=== EXTRACT ===
<<<<
Marine Wildlife Tours on the Dingle Peninsula

The coastline of the Dingle Peninsula is teeming with marine wildlife; which includes fish, mammals,birds, plants and organisms. We have marine wildlife that live here all year wound, such as seals, gannets, our famous dolphin, Fungi, and we have annual visitors who come from as far afield as Brazil, Uruguay and Canada, to breed and feed in our temporate summer waters.The waters off the Blasket Islands are rich feeding grounds for migrating whales and dolphins. The Dingle Peninsula has become a paradise for wildlife enthusiasts, not just because of the diverse range of wildlife we have, but for the ease of access. Wetlands and reedbeds, harbours and estuaries, sand dunes and coastal cliffs, each have their own special ecosystems and habitants.

Marine and Eco Wildlife boat tours, which sail from different parts of the peninsula are a great way to meet some of the creatures that live in the salt water of the ocean or along our coastline.
>>>>
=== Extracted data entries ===
<<<<
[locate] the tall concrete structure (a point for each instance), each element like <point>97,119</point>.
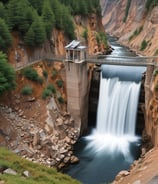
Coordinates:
<point>77,83</point>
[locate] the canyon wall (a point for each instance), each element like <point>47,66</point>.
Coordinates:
<point>136,28</point>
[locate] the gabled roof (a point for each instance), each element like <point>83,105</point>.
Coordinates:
<point>75,44</point>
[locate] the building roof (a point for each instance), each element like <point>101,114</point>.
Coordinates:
<point>75,44</point>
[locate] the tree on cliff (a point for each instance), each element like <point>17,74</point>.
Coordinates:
<point>19,15</point>
<point>68,25</point>
<point>7,75</point>
<point>48,18</point>
<point>5,36</point>
<point>36,34</point>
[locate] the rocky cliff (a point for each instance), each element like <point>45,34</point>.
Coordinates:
<point>42,130</point>
<point>136,28</point>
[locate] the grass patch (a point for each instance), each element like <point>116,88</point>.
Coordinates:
<point>143,45</point>
<point>59,83</point>
<point>39,173</point>
<point>27,90</point>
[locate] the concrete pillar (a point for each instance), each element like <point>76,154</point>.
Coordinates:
<point>77,92</point>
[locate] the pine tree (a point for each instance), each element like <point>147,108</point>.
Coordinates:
<point>7,75</point>
<point>2,11</point>
<point>19,15</point>
<point>29,38</point>
<point>5,36</point>
<point>36,34</point>
<point>68,25</point>
<point>37,4</point>
<point>57,9</point>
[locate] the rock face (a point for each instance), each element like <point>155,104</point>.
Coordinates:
<point>139,24</point>
<point>138,27</point>
<point>132,29</point>
<point>51,146</point>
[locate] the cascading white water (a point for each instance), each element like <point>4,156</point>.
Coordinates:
<point>116,117</point>
<point>117,107</point>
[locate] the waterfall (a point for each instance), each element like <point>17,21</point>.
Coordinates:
<point>117,111</point>
<point>117,107</point>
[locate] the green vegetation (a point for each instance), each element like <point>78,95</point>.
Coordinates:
<point>5,36</point>
<point>35,19</point>
<point>150,4</point>
<point>155,72</point>
<point>54,73</point>
<point>27,90</point>
<point>51,88</point>
<point>156,52</point>
<point>143,45</point>
<point>101,39</point>
<point>136,33</point>
<point>59,83</point>
<point>7,75</point>
<point>156,87</point>
<point>39,174</point>
<point>31,74</point>
<point>127,10</point>
<point>61,99</point>
<point>85,34</point>
<point>46,93</point>
<point>45,74</point>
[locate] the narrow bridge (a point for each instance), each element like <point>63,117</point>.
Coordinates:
<point>116,60</point>
<point>102,59</point>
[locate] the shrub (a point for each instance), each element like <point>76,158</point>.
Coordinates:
<point>27,90</point>
<point>54,73</point>
<point>85,34</point>
<point>155,72</point>
<point>30,74</point>
<point>156,52</point>
<point>46,93</point>
<point>59,83</point>
<point>51,88</point>
<point>45,73</point>
<point>40,80</point>
<point>143,45</point>
<point>61,99</point>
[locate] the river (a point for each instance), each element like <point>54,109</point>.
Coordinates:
<point>100,158</point>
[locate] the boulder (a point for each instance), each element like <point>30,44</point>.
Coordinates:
<point>74,159</point>
<point>26,174</point>
<point>10,171</point>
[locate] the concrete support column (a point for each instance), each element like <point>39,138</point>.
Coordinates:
<point>77,93</point>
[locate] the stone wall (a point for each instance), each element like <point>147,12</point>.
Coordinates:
<point>77,93</point>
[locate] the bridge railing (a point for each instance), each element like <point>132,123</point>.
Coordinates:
<point>100,59</point>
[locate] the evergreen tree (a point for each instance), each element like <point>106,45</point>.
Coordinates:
<point>48,18</point>
<point>37,4</point>
<point>68,24</point>
<point>2,11</point>
<point>19,15</point>
<point>57,9</point>
<point>7,75</point>
<point>29,38</point>
<point>36,34</point>
<point>5,36</point>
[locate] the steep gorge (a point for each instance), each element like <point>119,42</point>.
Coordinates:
<point>42,130</point>
<point>136,28</point>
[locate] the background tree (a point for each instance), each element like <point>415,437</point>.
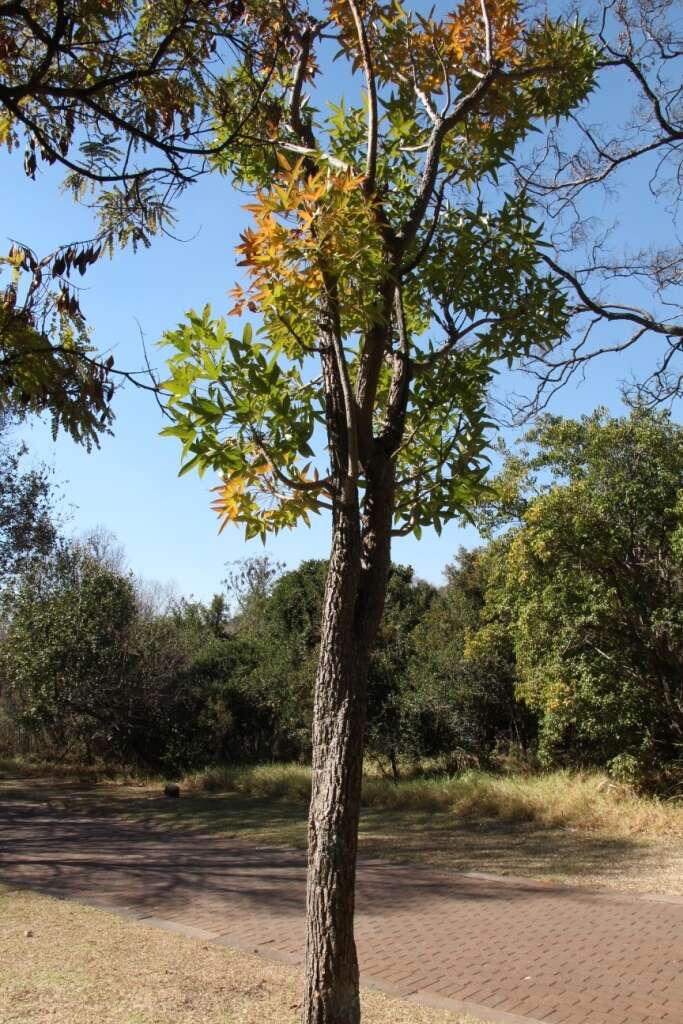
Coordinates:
<point>589,590</point>
<point>370,221</point>
<point>28,525</point>
<point>456,704</point>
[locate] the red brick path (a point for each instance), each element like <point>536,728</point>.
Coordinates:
<point>509,950</point>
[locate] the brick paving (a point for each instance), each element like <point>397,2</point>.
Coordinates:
<point>505,949</point>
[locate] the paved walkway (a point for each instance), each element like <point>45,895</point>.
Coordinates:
<point>507,950</point>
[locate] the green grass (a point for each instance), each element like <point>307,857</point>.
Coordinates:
<point>588,801</point>
<point>559,827</point>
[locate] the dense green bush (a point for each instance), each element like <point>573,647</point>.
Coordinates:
<point>562,636</point>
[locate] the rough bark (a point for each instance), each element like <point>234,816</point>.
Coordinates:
<point>354,595</point>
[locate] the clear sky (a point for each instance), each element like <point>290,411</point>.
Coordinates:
<point>130,485</point>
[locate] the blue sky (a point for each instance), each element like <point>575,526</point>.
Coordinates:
<point>130,485</point>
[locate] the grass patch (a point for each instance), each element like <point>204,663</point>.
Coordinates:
<point>555,800</point>
<point>83,966</point>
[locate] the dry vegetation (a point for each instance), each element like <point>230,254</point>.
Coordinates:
<point>586,801</point>
<point>575,828</point>
<point>82,966</point>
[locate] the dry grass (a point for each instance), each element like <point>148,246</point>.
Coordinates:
<point>82,966</point>
<point>556,800</point>
<point>555,827</point>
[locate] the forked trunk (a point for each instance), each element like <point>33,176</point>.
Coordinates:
<point>353,602</point>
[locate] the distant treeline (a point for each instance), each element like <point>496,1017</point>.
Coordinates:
<point>558,641</point>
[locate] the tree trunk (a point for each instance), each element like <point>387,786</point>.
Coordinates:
<point>339,718</point>
<point>354,594</point>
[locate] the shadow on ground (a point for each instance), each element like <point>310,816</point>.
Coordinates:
<point>439,840</point>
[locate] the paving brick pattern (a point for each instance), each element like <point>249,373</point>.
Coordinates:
<point>507,949</point>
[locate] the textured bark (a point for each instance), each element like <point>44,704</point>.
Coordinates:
<point>353,603</point>
<point>332,970</point>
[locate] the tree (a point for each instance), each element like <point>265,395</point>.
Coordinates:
<point>27,511</point>
<point>65,652</point>
<point>589,589</point>
<point>623,286</point>
<point>383,252</point>
<point>122,95</point>
<point>390,731</point>
<point>460,705</point>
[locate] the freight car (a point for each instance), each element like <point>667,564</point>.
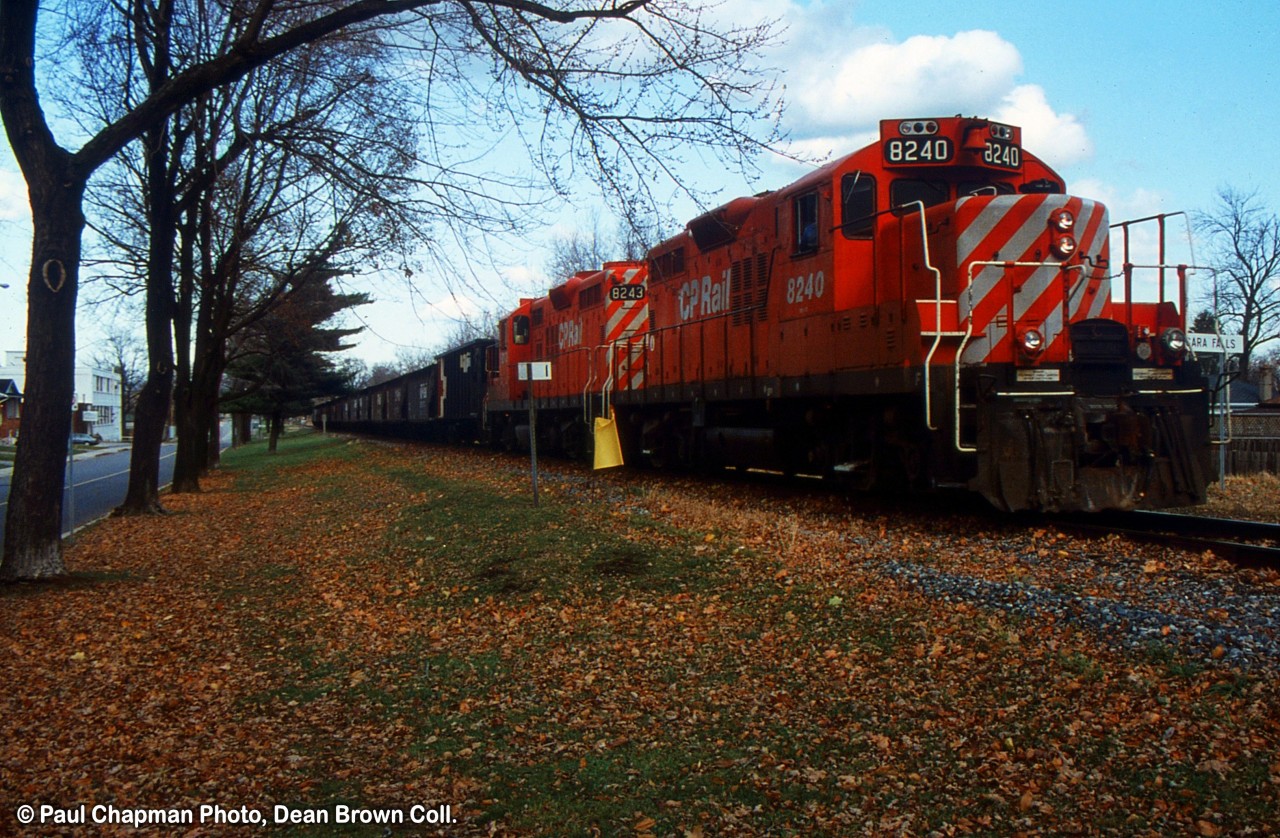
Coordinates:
<point>931,310</point>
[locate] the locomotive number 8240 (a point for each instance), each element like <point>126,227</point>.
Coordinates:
<point>929,150</point>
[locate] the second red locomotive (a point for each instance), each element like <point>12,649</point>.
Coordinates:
<point>931,310</point>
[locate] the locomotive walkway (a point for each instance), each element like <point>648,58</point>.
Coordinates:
<point>356,627</point>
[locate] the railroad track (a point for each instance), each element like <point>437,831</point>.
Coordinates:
<point>1244,543</point>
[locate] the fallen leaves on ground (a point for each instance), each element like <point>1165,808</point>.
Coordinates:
<point>296,637</point>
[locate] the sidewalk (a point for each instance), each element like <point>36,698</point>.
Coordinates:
<point>96,450</point>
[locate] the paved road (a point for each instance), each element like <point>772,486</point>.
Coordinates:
<point>101,480</point>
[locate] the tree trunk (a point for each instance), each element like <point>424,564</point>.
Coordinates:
<point>242,429</point>
<point>32,546</point>
<point>277,427</point>
<point>151,417</point>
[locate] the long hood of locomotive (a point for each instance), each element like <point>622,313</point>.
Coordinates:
<point>1011,279</point>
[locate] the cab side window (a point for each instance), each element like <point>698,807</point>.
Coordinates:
<point>858,205</point>
<point>520,330</point>
<point>804,211</point>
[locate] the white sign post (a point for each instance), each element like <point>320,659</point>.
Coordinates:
<point>1224,346</point>
<point>1210,343</point>
<point>534,371</point>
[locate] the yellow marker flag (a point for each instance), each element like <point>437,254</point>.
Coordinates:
<point>608,449</point>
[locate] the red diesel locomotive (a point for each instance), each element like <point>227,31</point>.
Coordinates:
<point>931,310</point>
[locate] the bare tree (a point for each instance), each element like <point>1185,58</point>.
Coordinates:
<point>617,102</point>
<point>1244,252</point>
<point>589,250</point>
<point>127,357</point>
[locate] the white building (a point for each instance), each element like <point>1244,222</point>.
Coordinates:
<point>97,395</point>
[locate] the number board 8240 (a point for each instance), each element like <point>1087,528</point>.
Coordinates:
<point>918,151</point>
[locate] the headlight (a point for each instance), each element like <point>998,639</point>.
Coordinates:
<point>1064,246</point>
<point>1174,342</point>
<point>1032,342</point>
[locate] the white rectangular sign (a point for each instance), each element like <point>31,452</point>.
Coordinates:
<point>535,371</point>
<point>1207,342</point>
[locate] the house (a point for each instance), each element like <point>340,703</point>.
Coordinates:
<point>10,410</point>
<point>97,397</point>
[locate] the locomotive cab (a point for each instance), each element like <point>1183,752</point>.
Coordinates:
<point>1054,395</point>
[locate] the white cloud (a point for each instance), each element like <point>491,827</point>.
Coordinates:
<point>1057,138</point>
<point>842,78</point>
<point>924,76</point>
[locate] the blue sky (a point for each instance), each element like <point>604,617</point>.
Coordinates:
<point>1148,106</point>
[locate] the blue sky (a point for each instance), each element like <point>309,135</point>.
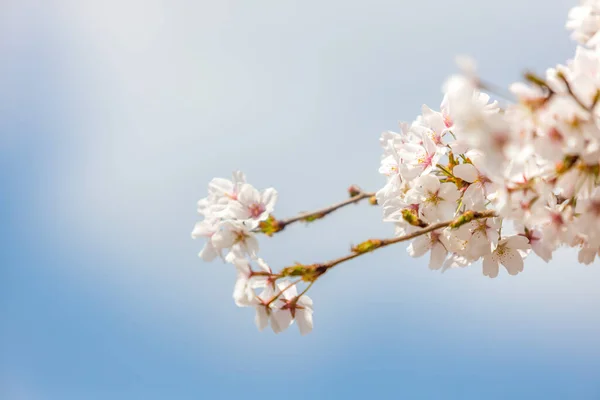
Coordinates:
<point>114,115</point>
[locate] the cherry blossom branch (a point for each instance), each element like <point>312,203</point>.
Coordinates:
<point>272,225</point>
<point>312,272</point>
>>>>
=== AIM OF THE EXERCISE ===
Repeat, word for word, the stretch of the Dingle Peninsula wildlife text from "Marine Wildlife Tours" through "ecosystems and habitants.".

=== TASK OUTPUT ===
Marine Wildlife Tours on the Dingle Peninsula

The coastline of the Dingle Peninsula is teeming with marine wildlife; which includes fish, mammals,birds, plants and organisms. We have marine wildlife that live here all year wound, such as seals, gannets, our famous dolphin, Fungi, and we have annual visitors who come from as far afield as Brazil, Uruguay and Canada, to breed and feed in our temporate summer waters.The waters off the Blasket Islands are rich feeding grounds for migrating whales and dolphins. The Dingle Peninsula has become a paradise for wildlife enthusiasts, not just because of the diverse range of wildlife we have, but for the ease of access. Wetlands and reedbeds, harbours and estuaries, sand dunes and coastal cliffs, each have their own special ecosystems and habitants.